Document extract>
»»

MATs (Monday Afternoon Talks), 05/08/2023 – Speakers: Evan Bauer, CfA & Ryan Lau, NSF NOIR Lab

Monday May 1, 2023 3:00 pm

MATs (Monday Afternoon Talks)

3:00pm  – Evan Bauer
Modeling Runaway Donor Stars to Understand Supernovae in White Dwarf Binaries
In the quest to understand the physics and astrophysics of how Type Ia supernovae occur, we have recently turned attention toward better understanding the physics of mass transfer and detonation in double white dwarf binary systems. These systems produce hypervelocity runaway stars that preserve evidence of the thermonuclear supernova that destroyed their former companions. This evidence comes in the form of their extreme outlier velocities, unusual thermal state, and strange polluted surface compositions. In this talk, I’ll briefly describe where we stand with the discovery of these hypervelocity stellar remnants, what they have already taught us about thermonuclear supernovae, and what we have left to learn through detailed modeling of their unusual composition and structure.

««

Problems to work on>
1. List the forms the evidence takes, according to the talk announcement, that hypervelocity runaway stars preserve of the thermonuclear supernova that destroyed their former companions.
2. Quote the passage of the talk announcement starting with "3:00pm  – Evan" and going on through "composition and structure.".

Source material>
»»

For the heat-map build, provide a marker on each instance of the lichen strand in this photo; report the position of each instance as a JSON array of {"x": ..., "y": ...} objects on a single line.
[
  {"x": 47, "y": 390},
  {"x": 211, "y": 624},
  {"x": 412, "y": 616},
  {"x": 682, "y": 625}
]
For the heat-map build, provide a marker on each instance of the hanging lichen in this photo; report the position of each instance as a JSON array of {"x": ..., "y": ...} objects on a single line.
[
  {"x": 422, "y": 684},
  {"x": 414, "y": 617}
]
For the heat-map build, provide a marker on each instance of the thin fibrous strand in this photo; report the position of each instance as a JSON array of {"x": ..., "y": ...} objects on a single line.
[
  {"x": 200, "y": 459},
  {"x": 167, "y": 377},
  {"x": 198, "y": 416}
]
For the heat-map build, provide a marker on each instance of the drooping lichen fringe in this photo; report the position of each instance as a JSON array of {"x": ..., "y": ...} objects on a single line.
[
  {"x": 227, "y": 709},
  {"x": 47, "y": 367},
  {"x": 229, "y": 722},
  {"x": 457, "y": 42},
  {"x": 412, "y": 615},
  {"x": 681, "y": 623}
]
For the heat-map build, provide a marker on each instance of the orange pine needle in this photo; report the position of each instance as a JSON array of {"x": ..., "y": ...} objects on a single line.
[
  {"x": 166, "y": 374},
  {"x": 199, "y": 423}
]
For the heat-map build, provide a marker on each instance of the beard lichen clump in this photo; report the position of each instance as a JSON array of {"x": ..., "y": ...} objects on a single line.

««

Outputs by task>
1.
- extreme outlier velocities
- unusual thermal state
- strange polluted surface compositions

2.
3:00pm  – Evan Bauer
Modeling Runaway Donor Stars to Understand Supernovae in White Dwarf Binaries
In the quest to understand the physics and astrophysics of how Type Ia supernovae occur, we have recently turned attention toward better understanding the physics of mass transfer and detonation in double white dwarf binary systems. These systems produce hypervelocity runaway stars that preserve evidence of the thermonuclear supernova that destroyed their former companions. This evidence comes in the form of their extreme outlier velocities, unusual thermal state, and strange polluted surface compositions. In this talk, I’ll briefly describe where we stand with the discovery of these hypervelocity stellar remnants, what they have already taught us about thermonuclear supernovae, and what we have left to learn through detailed modeling of their unusual composition and structure.